(Recorded data)
== == ==

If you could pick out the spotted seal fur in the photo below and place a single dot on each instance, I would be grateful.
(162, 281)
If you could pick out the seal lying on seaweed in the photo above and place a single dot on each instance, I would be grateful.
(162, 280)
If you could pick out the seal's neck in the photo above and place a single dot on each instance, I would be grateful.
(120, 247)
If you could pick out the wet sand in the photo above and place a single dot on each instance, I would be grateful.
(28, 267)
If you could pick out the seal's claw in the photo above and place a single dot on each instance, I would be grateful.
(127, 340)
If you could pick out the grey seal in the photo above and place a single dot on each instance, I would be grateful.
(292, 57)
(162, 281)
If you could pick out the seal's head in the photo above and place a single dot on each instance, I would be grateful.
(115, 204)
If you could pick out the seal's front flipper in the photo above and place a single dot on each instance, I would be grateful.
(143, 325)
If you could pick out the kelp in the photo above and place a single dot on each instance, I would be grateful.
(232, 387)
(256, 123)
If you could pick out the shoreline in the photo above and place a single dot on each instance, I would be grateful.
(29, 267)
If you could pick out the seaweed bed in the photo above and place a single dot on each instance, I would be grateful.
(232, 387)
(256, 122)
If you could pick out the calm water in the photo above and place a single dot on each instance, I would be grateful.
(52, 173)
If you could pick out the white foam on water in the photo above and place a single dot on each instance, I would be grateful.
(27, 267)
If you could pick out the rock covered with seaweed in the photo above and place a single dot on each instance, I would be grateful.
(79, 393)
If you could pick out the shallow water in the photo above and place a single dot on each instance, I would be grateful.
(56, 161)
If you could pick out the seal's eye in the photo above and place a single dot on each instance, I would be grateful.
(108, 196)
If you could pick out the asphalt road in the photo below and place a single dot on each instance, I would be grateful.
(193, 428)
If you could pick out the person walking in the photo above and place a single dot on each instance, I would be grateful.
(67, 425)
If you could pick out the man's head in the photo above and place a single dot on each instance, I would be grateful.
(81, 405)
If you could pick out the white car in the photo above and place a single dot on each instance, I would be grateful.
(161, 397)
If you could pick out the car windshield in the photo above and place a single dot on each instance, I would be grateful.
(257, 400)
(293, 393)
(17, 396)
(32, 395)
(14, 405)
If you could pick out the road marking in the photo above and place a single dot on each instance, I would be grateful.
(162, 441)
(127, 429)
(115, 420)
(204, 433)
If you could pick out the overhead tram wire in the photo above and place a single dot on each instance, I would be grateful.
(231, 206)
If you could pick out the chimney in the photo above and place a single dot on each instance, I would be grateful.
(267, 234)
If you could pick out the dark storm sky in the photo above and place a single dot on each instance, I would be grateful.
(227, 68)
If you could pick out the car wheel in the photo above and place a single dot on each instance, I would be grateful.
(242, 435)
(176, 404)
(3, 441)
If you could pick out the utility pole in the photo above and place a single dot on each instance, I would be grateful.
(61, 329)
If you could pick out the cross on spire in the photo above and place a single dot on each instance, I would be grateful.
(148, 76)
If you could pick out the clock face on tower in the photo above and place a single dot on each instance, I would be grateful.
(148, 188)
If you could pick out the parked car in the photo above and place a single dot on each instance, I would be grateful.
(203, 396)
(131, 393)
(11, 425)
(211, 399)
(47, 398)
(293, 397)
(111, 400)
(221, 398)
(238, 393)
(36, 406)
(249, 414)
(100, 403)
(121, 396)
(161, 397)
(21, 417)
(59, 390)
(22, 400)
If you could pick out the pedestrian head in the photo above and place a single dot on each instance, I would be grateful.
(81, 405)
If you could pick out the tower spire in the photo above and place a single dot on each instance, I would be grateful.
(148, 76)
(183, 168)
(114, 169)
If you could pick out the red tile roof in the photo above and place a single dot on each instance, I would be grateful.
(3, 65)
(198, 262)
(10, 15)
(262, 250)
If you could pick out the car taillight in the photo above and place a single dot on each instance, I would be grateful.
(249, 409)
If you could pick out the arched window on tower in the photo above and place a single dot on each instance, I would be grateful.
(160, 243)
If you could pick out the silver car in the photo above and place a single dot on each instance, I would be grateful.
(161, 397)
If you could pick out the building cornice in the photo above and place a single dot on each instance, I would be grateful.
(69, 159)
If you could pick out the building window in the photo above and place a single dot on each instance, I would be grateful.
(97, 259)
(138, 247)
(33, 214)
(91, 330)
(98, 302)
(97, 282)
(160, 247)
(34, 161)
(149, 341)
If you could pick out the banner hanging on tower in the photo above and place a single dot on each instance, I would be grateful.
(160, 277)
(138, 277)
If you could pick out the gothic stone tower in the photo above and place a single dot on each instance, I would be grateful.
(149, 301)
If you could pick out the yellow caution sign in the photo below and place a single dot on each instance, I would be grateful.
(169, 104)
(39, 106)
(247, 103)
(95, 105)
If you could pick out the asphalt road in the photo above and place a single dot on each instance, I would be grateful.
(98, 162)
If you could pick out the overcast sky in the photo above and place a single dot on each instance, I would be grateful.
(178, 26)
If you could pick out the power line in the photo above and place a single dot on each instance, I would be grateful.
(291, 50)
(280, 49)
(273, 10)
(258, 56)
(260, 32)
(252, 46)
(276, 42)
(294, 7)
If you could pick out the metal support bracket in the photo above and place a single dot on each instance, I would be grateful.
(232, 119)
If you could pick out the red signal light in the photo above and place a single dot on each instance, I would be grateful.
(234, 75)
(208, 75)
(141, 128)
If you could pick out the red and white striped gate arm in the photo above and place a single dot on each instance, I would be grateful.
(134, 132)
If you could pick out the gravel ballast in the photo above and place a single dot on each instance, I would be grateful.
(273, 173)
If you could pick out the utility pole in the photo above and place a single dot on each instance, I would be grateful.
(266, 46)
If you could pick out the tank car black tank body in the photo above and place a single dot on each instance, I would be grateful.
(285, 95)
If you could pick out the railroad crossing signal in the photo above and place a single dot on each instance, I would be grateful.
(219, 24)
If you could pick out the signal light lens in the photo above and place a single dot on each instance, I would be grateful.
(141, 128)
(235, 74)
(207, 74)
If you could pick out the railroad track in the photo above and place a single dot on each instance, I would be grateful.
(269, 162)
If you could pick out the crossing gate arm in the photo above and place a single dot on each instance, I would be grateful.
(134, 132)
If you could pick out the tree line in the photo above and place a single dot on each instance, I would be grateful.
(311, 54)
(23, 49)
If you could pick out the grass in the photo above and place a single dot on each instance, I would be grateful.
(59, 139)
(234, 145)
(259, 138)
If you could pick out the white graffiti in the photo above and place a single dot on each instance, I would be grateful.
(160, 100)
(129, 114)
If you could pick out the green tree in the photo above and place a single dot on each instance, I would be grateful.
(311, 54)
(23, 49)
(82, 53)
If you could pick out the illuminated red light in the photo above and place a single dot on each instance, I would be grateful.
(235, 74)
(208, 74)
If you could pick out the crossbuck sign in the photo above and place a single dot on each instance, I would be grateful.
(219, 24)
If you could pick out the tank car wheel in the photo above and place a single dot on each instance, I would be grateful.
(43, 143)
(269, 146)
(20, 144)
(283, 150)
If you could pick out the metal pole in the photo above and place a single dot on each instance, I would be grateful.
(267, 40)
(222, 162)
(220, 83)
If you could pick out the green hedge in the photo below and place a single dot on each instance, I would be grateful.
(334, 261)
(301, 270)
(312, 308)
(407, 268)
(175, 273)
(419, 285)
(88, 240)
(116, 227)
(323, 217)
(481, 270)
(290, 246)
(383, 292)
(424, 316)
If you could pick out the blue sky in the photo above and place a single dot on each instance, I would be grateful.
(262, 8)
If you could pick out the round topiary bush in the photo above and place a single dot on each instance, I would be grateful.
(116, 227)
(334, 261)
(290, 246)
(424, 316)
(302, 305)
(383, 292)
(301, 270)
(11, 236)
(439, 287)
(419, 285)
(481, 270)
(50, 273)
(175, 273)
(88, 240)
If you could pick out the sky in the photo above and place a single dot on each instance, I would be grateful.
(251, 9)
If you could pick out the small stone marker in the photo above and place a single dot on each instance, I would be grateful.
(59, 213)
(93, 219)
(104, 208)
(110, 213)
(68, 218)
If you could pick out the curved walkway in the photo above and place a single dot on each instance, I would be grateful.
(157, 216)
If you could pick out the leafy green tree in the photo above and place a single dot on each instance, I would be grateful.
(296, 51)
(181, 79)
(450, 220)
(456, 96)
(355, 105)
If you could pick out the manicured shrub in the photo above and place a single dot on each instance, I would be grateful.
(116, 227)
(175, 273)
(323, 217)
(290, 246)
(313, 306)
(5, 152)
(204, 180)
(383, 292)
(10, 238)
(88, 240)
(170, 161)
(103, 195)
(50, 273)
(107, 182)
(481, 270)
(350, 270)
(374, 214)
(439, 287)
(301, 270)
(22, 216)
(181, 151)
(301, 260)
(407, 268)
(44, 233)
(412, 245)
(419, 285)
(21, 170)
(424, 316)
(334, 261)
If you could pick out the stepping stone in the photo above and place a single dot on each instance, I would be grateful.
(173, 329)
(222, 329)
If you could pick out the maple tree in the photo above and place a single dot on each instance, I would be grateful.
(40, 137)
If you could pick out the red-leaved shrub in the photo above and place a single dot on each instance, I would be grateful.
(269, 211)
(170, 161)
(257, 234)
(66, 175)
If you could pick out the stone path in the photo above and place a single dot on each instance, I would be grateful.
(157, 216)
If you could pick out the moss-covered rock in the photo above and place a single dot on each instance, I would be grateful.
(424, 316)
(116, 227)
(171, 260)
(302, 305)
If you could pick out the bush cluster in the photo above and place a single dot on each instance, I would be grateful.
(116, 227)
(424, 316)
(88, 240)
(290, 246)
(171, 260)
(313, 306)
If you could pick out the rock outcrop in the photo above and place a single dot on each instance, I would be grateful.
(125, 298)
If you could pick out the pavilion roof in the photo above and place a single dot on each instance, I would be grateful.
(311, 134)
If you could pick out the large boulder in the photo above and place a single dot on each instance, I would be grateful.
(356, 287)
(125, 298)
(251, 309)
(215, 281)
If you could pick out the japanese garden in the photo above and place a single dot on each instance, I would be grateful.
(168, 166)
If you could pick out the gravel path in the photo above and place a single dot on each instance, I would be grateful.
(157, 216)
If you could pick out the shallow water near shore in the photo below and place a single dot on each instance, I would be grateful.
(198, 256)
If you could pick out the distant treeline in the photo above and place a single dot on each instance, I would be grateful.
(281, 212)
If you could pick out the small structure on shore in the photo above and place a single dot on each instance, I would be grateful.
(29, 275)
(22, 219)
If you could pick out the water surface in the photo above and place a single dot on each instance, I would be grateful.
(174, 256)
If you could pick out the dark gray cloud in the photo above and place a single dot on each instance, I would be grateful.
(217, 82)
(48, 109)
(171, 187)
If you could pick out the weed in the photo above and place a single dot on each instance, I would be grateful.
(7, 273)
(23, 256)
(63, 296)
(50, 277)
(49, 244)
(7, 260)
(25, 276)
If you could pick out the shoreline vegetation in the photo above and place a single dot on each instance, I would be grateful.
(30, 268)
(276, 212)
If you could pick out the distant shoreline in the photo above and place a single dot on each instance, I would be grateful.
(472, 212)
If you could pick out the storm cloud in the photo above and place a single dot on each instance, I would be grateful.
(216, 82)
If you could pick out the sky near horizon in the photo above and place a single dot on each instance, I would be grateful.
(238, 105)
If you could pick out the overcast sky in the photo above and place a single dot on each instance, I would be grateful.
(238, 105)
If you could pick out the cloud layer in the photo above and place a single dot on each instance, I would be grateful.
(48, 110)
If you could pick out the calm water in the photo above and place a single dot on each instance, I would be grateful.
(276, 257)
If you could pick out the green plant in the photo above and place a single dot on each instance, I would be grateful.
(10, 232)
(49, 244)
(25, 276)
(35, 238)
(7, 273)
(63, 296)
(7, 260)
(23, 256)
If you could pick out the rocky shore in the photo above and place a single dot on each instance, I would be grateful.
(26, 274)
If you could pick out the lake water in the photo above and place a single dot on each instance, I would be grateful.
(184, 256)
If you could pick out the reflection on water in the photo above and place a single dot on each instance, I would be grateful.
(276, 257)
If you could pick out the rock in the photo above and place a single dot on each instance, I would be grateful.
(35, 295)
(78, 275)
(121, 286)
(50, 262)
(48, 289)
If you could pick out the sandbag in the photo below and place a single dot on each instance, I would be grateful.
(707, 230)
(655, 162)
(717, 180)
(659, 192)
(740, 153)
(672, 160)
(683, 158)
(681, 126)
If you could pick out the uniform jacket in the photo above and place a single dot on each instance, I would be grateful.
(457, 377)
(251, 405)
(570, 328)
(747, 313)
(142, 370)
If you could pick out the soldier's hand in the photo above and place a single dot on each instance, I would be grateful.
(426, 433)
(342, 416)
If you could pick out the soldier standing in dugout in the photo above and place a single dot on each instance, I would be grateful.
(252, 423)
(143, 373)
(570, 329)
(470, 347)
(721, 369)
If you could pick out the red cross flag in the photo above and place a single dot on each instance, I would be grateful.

== == ==

### Work to be completed
Lines from the one that contains "If you could pick out the soldier standing" through the final line of the entries must be duplicated exactly, and no other lines.

### Solution to the exercise
If you could pick out the soldier standing in dugout in the photo above and place a single dot on each instance, I would be grateful.
(252, 423)
(143, 373)
(570, 329)
(470, 347)
(721, 369)
If you could pick out the red cross flag in the photo above and place a single dot on each instance, I would be grateful.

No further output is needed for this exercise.